◆ Referring expression pointing data:
Segment Open
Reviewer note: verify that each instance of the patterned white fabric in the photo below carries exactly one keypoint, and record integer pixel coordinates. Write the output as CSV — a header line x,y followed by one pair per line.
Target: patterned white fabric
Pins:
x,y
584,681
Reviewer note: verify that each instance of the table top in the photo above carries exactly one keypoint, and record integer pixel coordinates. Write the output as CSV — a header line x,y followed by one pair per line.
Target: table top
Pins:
Segment Closed
Segment Open
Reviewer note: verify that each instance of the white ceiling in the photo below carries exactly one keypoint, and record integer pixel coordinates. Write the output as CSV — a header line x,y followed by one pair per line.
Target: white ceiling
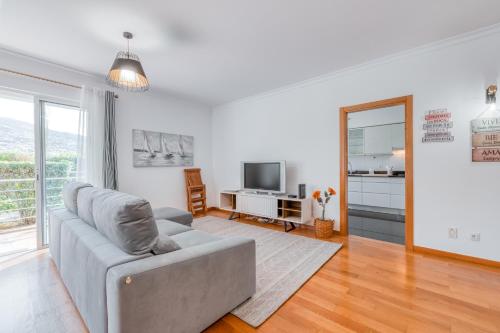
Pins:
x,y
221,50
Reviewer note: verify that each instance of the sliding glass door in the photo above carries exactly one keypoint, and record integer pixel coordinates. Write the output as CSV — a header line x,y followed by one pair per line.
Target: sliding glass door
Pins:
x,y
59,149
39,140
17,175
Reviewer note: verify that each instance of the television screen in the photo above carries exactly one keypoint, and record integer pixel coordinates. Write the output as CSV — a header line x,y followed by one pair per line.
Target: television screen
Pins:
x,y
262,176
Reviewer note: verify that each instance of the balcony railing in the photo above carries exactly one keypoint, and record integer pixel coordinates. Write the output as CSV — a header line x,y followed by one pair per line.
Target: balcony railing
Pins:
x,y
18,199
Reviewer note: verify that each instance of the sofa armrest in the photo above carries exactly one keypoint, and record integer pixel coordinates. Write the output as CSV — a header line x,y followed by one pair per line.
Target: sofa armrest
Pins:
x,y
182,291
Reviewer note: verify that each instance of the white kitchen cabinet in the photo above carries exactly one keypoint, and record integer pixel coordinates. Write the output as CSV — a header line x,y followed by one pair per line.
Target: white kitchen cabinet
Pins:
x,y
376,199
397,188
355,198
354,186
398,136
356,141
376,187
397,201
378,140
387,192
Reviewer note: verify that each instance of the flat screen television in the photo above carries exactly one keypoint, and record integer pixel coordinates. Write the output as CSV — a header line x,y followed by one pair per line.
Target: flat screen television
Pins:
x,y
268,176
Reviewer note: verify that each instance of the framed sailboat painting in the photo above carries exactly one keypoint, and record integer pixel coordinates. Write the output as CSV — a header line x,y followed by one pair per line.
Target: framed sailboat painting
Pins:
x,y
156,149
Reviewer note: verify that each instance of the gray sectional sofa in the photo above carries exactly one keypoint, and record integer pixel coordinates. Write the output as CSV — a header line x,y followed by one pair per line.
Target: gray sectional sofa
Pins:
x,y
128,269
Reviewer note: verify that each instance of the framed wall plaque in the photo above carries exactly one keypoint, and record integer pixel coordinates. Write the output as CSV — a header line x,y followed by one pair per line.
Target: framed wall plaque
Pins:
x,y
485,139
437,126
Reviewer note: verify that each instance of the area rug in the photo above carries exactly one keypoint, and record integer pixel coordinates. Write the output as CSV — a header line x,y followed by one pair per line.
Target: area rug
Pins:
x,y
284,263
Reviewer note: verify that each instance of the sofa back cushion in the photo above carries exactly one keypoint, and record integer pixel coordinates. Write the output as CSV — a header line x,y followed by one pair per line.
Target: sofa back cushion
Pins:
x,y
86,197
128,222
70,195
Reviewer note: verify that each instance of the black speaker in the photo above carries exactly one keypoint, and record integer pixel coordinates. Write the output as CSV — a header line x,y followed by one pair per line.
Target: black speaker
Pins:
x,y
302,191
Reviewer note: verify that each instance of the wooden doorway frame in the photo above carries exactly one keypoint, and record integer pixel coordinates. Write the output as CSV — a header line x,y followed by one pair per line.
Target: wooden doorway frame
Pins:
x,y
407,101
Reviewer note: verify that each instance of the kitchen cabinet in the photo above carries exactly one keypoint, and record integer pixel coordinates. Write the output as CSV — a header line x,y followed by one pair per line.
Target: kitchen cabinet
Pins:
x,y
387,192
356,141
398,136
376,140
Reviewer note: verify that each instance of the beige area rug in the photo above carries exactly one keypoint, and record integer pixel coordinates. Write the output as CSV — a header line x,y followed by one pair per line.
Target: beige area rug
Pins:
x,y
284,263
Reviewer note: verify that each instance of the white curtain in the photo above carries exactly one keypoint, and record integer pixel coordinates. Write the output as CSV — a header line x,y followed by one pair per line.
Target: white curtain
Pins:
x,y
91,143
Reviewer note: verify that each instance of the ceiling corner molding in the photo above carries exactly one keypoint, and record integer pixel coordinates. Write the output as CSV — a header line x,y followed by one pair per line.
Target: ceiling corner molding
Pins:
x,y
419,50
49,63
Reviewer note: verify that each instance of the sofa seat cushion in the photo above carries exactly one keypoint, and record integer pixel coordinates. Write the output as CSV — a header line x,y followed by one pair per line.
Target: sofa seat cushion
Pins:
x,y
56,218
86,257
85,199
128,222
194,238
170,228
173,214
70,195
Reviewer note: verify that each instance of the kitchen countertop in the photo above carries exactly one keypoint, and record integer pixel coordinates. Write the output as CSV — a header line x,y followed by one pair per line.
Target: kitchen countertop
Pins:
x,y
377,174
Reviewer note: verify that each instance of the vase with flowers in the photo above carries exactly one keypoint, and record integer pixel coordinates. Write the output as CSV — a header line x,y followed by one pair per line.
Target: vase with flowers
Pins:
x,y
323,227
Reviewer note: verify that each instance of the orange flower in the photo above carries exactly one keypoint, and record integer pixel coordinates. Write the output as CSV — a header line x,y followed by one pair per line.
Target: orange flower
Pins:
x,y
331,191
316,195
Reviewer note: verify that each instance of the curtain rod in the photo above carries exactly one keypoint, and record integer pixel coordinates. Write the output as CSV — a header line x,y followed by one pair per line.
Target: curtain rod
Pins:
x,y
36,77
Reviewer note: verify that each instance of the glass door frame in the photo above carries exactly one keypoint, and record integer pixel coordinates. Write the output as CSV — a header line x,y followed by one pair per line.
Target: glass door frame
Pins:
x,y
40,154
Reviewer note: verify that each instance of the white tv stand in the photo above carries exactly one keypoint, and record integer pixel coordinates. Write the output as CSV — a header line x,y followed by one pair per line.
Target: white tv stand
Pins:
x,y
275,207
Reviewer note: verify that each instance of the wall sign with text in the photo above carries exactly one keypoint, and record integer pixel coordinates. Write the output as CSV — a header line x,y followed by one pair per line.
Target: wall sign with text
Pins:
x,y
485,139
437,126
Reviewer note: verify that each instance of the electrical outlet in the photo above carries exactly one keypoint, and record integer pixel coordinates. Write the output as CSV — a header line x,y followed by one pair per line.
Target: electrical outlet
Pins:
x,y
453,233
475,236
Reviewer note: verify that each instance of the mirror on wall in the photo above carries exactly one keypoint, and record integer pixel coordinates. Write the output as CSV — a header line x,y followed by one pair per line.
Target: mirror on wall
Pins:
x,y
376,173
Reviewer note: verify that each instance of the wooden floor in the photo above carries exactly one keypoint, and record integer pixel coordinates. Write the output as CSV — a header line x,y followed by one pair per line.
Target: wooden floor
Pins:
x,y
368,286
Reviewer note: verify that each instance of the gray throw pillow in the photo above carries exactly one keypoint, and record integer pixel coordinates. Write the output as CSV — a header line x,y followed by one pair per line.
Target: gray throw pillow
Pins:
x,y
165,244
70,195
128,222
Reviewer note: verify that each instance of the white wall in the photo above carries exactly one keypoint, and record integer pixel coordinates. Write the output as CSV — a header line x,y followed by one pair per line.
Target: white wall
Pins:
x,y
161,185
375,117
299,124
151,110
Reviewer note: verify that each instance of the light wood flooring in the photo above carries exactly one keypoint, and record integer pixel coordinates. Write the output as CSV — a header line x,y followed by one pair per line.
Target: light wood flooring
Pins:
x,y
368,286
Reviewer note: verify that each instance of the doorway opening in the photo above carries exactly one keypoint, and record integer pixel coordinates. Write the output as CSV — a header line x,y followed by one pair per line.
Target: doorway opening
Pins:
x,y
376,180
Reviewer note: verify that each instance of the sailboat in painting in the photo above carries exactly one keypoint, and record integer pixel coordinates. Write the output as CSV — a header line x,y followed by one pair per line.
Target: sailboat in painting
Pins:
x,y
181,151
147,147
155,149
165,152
Segment Closed
◆ TASK PROMPT: Each line that includes the string "flowers" should be copied from the data.

◆ EXERCISE ANSWER:
Reviewer note: verify that each instance of the vase with flowers in the photo above carries exactly one keypoint, and record integer pixel coordinates. Write the output as CSV — a header line x,y followed by one pair per line.
Target: vase with flowers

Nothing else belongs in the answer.